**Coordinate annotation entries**
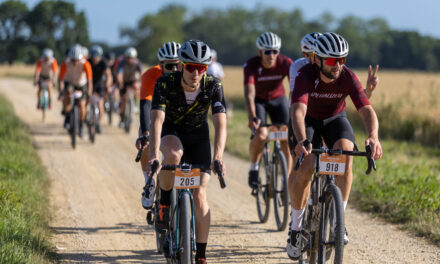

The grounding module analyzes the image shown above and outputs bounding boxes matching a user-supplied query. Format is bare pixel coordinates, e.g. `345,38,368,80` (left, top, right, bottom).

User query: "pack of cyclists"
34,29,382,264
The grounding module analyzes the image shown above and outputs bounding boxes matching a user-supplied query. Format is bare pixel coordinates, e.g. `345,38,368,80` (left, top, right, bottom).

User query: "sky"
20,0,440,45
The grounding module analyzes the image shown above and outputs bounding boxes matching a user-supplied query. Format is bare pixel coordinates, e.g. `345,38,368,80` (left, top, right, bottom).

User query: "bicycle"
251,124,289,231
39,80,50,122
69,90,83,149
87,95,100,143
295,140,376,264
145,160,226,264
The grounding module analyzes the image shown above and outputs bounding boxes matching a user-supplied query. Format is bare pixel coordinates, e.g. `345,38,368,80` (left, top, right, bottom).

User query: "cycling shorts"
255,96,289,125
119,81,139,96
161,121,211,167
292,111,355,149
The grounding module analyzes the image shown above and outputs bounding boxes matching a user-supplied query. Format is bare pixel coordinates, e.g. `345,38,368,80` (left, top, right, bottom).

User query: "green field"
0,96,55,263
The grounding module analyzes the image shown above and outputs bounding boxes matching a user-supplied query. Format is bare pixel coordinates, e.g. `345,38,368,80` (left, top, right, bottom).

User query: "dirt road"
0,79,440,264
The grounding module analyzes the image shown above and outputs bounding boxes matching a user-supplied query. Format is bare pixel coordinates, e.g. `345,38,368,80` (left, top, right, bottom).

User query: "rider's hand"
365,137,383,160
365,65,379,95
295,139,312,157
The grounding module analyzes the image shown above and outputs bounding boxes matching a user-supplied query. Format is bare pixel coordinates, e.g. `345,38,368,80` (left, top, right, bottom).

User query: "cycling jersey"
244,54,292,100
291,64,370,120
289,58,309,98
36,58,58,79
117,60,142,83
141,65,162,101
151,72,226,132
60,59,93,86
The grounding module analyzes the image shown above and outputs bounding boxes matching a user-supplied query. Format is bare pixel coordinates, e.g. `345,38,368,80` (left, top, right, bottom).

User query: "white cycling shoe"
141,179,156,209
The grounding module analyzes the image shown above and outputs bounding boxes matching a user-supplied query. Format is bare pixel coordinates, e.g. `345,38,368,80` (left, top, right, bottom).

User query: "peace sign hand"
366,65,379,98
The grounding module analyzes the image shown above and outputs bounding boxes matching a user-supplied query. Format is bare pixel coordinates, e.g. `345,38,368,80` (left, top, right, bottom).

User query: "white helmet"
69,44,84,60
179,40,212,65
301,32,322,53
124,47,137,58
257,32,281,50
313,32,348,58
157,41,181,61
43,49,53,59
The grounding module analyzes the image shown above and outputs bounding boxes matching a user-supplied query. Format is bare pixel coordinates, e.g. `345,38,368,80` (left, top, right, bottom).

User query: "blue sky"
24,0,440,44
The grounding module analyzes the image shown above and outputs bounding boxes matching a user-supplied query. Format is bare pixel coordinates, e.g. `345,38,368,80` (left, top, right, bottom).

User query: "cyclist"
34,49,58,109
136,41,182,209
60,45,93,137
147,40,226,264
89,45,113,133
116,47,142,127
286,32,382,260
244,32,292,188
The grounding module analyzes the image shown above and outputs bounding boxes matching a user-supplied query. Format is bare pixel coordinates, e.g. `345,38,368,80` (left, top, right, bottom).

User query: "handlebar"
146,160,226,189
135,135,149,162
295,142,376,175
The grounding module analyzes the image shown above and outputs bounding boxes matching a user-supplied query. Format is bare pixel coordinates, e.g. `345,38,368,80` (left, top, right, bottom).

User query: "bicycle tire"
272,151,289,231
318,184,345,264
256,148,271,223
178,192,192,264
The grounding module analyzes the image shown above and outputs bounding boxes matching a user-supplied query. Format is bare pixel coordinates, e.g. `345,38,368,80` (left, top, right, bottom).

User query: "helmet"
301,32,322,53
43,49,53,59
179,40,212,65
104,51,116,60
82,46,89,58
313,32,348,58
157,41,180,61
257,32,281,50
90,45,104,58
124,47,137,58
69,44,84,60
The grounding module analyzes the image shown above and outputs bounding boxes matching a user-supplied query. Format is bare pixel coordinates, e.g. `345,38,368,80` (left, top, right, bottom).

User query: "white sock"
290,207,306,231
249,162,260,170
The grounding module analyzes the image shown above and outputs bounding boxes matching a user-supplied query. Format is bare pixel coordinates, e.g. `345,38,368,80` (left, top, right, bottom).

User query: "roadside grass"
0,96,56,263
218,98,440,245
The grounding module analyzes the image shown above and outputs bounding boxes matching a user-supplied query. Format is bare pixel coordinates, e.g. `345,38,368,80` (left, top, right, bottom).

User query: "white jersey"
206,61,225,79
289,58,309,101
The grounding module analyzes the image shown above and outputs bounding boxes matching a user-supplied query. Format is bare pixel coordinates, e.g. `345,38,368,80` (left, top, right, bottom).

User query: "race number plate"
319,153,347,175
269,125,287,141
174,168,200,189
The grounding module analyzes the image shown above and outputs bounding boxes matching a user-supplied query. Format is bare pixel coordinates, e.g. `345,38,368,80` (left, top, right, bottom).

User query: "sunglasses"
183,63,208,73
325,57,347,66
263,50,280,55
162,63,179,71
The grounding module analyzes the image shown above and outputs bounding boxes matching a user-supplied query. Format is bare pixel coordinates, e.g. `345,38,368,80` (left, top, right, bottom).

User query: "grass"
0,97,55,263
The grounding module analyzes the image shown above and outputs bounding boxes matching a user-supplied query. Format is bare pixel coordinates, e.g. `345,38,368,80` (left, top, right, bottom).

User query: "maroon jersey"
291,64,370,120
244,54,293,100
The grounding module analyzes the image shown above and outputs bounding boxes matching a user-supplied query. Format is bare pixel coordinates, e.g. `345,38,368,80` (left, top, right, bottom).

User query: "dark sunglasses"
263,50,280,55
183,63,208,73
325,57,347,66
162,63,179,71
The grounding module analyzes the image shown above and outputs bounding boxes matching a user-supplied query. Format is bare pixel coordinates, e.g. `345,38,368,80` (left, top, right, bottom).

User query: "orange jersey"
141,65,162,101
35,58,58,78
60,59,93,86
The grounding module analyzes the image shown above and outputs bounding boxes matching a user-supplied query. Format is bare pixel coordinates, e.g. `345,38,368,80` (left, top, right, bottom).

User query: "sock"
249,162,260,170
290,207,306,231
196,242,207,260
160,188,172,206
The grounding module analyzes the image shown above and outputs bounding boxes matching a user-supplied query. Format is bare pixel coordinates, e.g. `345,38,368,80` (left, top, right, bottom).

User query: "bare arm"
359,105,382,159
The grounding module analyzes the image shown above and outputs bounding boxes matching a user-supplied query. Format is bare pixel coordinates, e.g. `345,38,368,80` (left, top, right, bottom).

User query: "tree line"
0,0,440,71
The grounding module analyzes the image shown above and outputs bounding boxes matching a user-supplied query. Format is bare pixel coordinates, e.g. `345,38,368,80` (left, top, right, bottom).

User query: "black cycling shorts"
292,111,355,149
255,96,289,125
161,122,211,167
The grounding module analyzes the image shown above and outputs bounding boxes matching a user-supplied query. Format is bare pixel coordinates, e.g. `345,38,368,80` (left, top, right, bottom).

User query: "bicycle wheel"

**Exercise directions**
Select and copy out every line of the data above that contains the string "sunglasses". Treat the match as case-sensitive.

**Solution**
User query: "sunglasses"
User query: "dark sunglasses"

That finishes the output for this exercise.